> **Task description**: Copy each line of the data below in which the word "next" can be found.

[Records from a data source]
═══

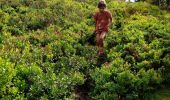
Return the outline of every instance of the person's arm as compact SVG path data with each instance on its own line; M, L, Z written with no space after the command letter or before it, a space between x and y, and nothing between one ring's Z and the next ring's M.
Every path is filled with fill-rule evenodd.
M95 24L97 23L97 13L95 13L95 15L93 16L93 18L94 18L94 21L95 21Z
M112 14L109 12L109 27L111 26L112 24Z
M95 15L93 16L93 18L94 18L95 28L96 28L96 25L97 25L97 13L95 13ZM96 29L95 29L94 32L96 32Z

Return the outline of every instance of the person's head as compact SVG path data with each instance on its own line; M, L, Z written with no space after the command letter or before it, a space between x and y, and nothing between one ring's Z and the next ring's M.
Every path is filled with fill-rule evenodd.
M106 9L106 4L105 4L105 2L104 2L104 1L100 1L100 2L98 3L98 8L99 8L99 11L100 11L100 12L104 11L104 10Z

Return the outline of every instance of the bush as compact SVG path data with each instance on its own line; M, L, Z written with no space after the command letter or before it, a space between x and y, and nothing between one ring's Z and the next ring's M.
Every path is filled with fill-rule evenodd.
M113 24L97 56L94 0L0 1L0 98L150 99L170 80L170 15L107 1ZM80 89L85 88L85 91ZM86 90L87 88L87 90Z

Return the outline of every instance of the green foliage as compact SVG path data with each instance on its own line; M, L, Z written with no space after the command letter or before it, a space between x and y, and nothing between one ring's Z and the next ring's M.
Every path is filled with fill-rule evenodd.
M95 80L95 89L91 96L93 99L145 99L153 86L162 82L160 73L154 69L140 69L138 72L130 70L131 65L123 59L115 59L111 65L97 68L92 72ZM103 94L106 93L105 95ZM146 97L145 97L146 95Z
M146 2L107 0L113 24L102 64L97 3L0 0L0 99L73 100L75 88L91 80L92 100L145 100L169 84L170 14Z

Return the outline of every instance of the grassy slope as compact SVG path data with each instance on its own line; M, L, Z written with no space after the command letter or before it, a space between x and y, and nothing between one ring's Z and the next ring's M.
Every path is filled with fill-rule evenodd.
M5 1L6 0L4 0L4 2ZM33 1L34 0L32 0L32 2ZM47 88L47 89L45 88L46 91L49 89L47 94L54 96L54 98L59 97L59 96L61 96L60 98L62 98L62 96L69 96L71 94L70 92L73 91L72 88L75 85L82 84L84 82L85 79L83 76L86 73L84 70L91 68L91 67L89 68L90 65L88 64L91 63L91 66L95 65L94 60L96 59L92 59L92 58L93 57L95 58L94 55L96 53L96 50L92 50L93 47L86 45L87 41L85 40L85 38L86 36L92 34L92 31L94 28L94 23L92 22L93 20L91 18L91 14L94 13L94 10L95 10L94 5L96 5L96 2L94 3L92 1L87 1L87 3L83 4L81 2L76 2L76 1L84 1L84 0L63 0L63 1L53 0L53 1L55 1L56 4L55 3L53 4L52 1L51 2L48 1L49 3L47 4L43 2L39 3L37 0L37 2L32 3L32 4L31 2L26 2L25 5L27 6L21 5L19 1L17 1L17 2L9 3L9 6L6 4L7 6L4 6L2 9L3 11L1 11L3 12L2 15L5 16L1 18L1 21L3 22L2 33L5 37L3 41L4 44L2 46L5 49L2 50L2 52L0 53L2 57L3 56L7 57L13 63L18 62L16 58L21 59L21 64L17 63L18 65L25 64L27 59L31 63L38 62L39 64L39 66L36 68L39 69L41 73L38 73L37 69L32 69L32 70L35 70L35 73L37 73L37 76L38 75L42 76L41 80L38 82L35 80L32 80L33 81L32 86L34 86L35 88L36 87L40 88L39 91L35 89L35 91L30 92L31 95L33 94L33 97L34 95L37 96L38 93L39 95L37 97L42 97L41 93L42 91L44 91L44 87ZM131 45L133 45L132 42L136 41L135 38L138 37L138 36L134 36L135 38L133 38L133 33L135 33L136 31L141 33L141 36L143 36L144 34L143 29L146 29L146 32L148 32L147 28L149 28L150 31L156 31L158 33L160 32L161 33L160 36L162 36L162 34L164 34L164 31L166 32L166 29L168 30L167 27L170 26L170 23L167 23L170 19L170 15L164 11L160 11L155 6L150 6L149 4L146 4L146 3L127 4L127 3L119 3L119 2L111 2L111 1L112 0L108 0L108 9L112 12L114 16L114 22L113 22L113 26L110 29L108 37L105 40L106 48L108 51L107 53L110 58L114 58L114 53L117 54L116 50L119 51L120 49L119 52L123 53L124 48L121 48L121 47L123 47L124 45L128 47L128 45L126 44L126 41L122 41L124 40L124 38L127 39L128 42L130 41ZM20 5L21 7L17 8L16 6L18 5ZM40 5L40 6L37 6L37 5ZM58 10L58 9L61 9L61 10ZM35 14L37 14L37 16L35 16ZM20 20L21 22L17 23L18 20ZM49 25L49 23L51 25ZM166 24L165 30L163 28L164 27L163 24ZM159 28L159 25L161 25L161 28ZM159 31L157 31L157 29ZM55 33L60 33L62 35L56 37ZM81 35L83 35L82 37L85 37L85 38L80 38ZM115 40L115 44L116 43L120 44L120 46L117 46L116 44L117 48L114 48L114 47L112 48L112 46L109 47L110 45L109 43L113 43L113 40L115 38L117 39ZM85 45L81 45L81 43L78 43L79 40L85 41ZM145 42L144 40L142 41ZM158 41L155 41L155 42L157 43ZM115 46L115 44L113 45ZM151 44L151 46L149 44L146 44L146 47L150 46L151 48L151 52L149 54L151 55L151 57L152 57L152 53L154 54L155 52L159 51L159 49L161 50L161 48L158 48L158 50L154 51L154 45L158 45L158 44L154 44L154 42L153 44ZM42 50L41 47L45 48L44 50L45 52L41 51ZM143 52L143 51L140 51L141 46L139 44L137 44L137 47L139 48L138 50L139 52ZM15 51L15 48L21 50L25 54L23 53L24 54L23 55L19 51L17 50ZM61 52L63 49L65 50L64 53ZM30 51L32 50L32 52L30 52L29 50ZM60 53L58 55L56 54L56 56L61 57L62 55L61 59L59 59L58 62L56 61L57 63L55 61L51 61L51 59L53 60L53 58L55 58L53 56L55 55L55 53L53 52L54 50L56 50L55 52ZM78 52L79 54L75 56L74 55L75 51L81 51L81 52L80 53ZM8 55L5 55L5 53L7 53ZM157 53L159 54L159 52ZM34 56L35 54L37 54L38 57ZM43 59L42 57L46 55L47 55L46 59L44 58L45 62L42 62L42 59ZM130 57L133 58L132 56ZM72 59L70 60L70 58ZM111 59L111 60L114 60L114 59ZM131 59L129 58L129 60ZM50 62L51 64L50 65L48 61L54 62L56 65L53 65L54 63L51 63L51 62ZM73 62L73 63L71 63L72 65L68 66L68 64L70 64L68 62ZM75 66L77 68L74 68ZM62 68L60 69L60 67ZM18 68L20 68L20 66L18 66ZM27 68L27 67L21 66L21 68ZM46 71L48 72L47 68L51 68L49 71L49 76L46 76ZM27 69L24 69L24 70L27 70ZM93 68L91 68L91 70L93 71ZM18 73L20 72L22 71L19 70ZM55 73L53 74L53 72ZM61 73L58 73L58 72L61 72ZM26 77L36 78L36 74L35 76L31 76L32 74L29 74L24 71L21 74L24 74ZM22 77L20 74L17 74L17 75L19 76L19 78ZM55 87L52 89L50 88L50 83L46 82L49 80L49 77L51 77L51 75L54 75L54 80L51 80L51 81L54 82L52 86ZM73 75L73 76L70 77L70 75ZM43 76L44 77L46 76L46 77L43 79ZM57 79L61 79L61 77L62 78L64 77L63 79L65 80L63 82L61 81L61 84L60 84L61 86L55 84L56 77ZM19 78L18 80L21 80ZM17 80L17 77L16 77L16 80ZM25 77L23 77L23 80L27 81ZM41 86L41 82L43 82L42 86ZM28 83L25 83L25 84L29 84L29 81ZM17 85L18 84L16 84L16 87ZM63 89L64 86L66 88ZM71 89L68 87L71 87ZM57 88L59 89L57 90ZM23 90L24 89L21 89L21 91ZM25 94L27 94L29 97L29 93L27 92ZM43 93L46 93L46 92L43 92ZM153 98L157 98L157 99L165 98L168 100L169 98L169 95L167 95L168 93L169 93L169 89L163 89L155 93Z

═══

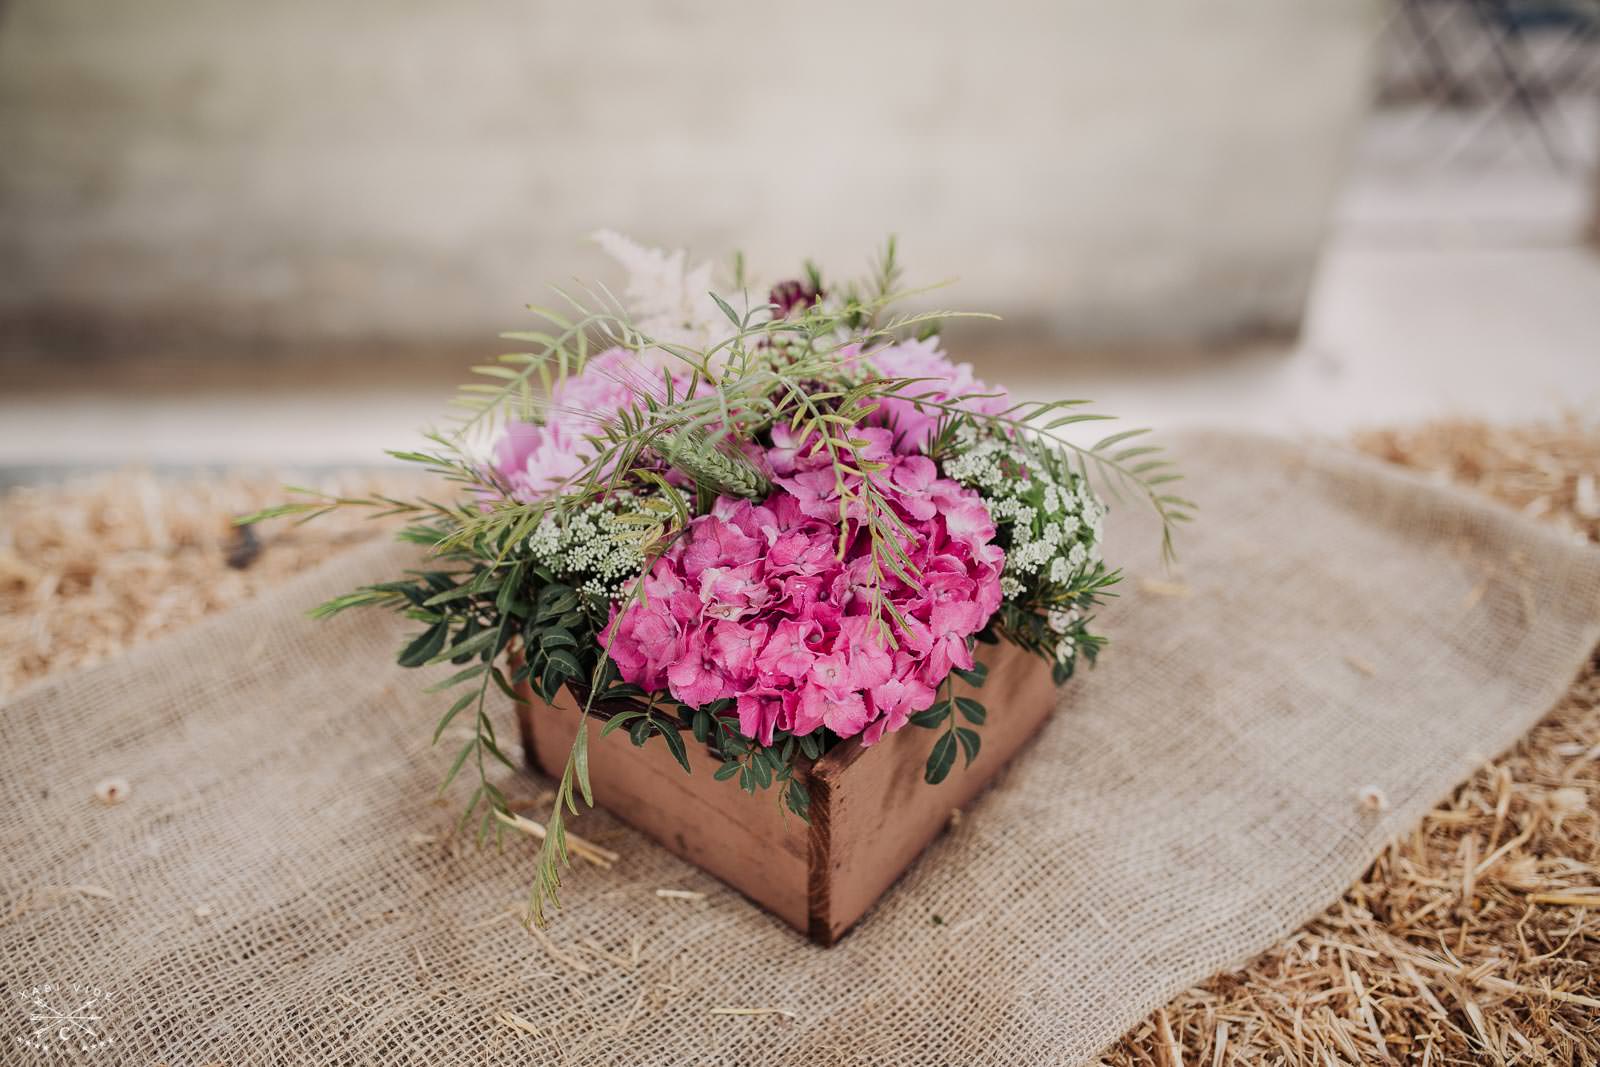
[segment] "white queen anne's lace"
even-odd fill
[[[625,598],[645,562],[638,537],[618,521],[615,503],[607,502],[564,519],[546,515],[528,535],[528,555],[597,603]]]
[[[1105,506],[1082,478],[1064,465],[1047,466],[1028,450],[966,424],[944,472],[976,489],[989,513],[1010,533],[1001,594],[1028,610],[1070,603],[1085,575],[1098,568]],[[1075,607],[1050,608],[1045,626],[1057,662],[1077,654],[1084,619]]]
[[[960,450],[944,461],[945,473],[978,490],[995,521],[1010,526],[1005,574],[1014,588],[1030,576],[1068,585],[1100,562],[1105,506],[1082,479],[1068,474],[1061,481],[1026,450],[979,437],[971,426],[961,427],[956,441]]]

═══

> **Response below**:
Return the outline of every instance of the person's arm as compact SVG path data with each instance on its own line; M, L, Z written with no space after the command letter or before it, a space between x and y, and nothing between one ring's Z and the next ring's M.
Return the outline of every instance of the person's head as compact SVG path data with each instance on its own line; M, L, Z written with no space after the command letter or before it, a space between x and y, and nothing between one ring's Z and the next ring's M.
Return the outline of every instance of the bush as compact SVG path data with each instance on its own line; M, L, Z written with no space after the command letter or before it, a space between x and y, and nothing between one ring's Z and the next ring's M.
Return the outline of every instance of the green foliage as compact SVG path data with each instance on its own line; M, L, Z written with no space after the command letter or before it, a space between x and y, and nothing between one ring's Z and the next ring's M.
Return the outline of every instance of the grassy slope as compact SVG path data with each instance on its own line; M, L, Z written with no space after the command letter or before it, a space between x and y, and nothing between one ring's Z and the next ring's M.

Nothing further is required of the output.